> [EXERCISE DESCRIPTION]: The answer must be the lines from the one containing "of the bald" through the last line of the data below, copied exactly, with nothing else.

> [SUPPLIED INFORMATION]:
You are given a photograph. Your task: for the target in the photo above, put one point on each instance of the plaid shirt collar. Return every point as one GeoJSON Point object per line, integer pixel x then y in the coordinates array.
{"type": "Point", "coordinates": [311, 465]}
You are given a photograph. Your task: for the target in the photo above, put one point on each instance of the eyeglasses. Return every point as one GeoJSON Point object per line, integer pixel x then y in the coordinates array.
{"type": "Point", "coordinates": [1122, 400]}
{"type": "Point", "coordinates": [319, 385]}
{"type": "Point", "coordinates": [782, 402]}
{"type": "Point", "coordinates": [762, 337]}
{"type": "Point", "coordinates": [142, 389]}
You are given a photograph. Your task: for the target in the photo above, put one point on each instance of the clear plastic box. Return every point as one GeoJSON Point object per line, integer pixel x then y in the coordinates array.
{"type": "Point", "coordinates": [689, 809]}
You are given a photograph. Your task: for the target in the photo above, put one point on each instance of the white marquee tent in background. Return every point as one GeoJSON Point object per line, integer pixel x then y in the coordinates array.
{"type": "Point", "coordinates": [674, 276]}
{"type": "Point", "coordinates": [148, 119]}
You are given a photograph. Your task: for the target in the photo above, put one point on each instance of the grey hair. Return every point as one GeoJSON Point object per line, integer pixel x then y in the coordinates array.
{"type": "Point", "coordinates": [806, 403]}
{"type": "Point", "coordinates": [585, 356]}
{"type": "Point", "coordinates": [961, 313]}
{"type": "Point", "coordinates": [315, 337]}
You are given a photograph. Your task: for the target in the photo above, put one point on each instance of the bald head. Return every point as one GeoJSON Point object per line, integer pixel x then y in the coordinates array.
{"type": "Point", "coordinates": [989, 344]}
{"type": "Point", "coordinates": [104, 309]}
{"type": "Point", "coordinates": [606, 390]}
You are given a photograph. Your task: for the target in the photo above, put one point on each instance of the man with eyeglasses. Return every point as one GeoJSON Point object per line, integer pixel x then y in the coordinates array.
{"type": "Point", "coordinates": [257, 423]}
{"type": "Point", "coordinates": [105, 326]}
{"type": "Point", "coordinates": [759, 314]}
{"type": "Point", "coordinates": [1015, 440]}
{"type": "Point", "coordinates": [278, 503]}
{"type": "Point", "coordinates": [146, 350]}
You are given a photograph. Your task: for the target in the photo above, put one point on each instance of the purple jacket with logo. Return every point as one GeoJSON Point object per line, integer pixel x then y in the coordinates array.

> [EXERCISE RESULT]:
You are given a photograph. Your task: for the target in the photo above, put one point on each instance of the bald head. Return every point as one GeoJSON Point object per line, integer pixel x then y in the coordinates array.
{"type": "Point", "coordinates": [989, 344]}
{"type": "Point", "coordinates": [104, 309]}
{"type": "Point", "coordinates": [606, 390]}
You are given a photograph. Your task: for the target in the photo above, put one point on each instance of the man with eyeglasses. Return every point as one GeoJSON Point object per line, integer pixel x then y in the coordinates array.
{"type": "Point", "coordinates": [257, 423]}
{"type": "Point", "coordinates": [105, 326]}
{"type": "Point", "coordinates": [759, 314]}
{"type": "Point", "coordinates": [1015, 440]}
{"type": "Point", "coordinates": [278, 503]}
{"type": "Point", "coordinates": [146, 350]}
You are given a photograph. Your task: for the target in the photo above, put one point on each instance of the purple jacket with logo. Return every point as one GeoJSON Point object per line, integer pixel x then y in the coordinates array.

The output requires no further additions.